SHORT PROBLEM 1
In the passage on types, what object does the speaker compare a type to, as something a piece of data can wear?
SHORT PROBLEM 2
List every type that a piece of data claims to be, by its little hat, in the passage on types.

[Start TEXT TO READ]

We've been talking about optional types, but we could also talk more in general about types. We could ask ourselves the question, when we talk about a type, what are we talking about? And that's a deep, philosophical question. That's a question with potentially a lot of answers, and I'm sure we would all like to spend the rest of the session going back and forth exchanging definitions of type, or you could just trust me for a moment, I could give you a definition that works in the context of the following slides, and we could keep moving.

Let's just do that, will we? I'm going to go with the idea that a type is a classification that tells me, given some data, how can I expect that data to be represented? How can I expect to be interacting with that data? In a sense, I'm going to talk about a type as if it was a hat that a piece of data can wear. A hat, data can wear a little hat saying I'm an int, and our piece of data can say, I'm a string. And the fancy guy down the hall can say, I'm a UIView, I'm really pretty, look at me.

[End TEXT TO READ]
[Start SUPPLIED DATA]

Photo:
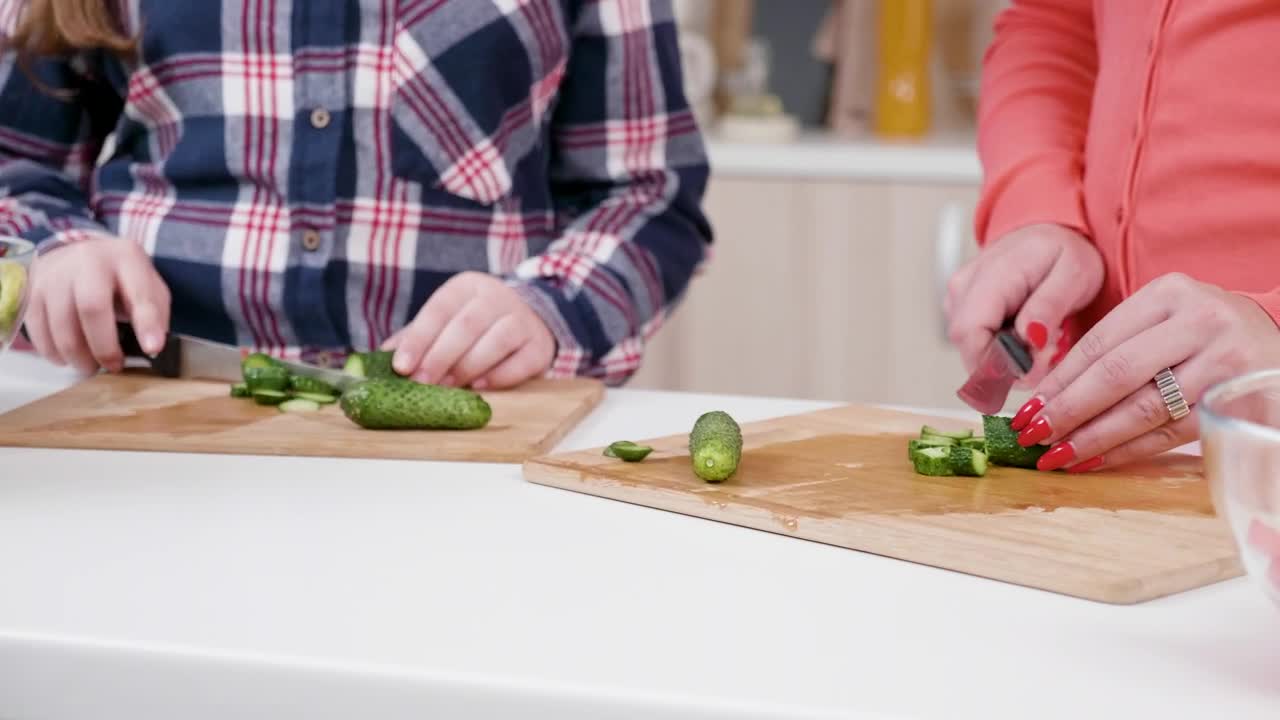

[End SUPPLIED DATA]

TASK RESPONSE 1
A hat.

TASK RESPONSE 2
int, string, UIView